_Parts of the exercise:_
**A.** According to the passage on space research, what American name does the abbreviation UFO stand for?
**B.** Reproduce word for word the part of the passage on space research that begins at the words "So I suggest" and stops after "a hornets' nest!".
**C.** Write the next part of the passage on space research, picking up after its final sentence.
==== Document section
So I suggest that space research is not the product of his free choice, but that he is following a strong inner compulsion when he examines the prospects of his future in the universe. Just as I proclaim the hypothesis that we received visits from space in the dim and distant past, I also assume that we are not the only intelligence in the cosmos—indeed I suspect that there are older, more advanced intelligences in the universe. If I now also assert that all the intelligences are carrying on space research on their own initiative, I am really moving into the world of science-fiction for a moment, knowing full well that I am putting my head into a hornets' nest!
'Flying saucers' have been cropping up on and off for at least twenty years; in the literature on the subject they are known as UFO's, the abbreviation of their American name—Unidentified Flying Objects. But before I deal with the exciting subject of the mysterious UFO's, I should just like to mention an important argument used when the justification for space travel is under discussion.
It is said that research into space travel is unprofitable; no country, however rich, can raise the enormous amounts of money needed without risking national bankruptcy. True, research per se has never been profitable; it is the products of research that make the investment profitable. It is unreasonable to expect profitableness and the amortisation of research into space travel at its present stage. No balance has been struck to show the return from the 4,000 'by-products' of space research. To me there is absolutely no doubt that it will give a return such as has seldom been given by any other kind of research. When it reaches its goal, not only will it be profitable, it will also bring the salvation of mankind from downfall in the literal sense of the word. Incidentally I may mention that a whole series of COS-MAT satellites are already sound commercial propositions. In November 1967 Der Stern said:
'The majority of medical life-saving machines come from America. They are the product of the systematic evaluation of the results of atomic research, space travel and military technology. And they are the product of a novel collaboration between industrial giants and hospitals in America which is leading medicine to new triumphs almost daily.
========
==== Record extracts
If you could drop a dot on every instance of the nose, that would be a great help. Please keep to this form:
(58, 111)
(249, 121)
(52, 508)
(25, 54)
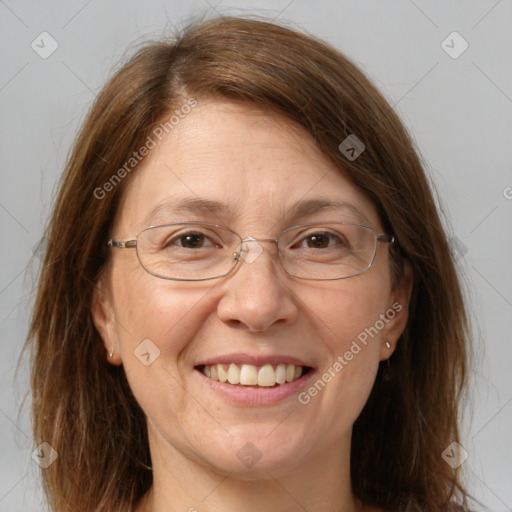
========
_Task-by-task outputs:_
**A.** Unidentified Flying Objects

**B.**
So I suggest that space research is not the product of his free choice, but that he is following a strong inner compulsion when he examines the prospects of his future in the universe. Just as I proclaim the hypothesis that we received visits from space in the dim and distant past, I also assume that we are not the only intelligence in the cosmos—indeed I suspect that there are older, more advanced intelligences in the universe. If I now also assert that all the intelligences are carrying on space research on their own initiative, I am really moving into the world of science-fiction for a moment, knowing full well that I am putting my head into a hornets' nest!

**C.**
Thus the Lockheed Company which makes Starfighters and the famous Mayo Clinic co-operated to develop a new system of nursing based on computer techniques. The designers of North American Aviation, following suggestions by the medical profession, are working on an "emphysema belt", which is intended to make it easier for patients with lung trouble to breathe. The NASA space authorities produced the idea for this diagnostic apparatus. The apparatus, actually conceived to measure the impact of micro-meteorites on space-ships, registers minute muscular spasms in certain nervous diseases.
'Another life-saving by-product of American computer technology was the "pacemaker". Today more than 2,000 Germans live with one of these apparatuses in their chests.
It is a battery-driven mini-generator which is introduced under the skin. From it the doctors insert a connecting cable through the superior vena cava to the right auricle of the heart. The heart is then stimulated to rhythmical movements by regular surges of current. It beats. When the battery of the "heart machine" is burnt out after three years, it can be changed by a comparatively simple operation.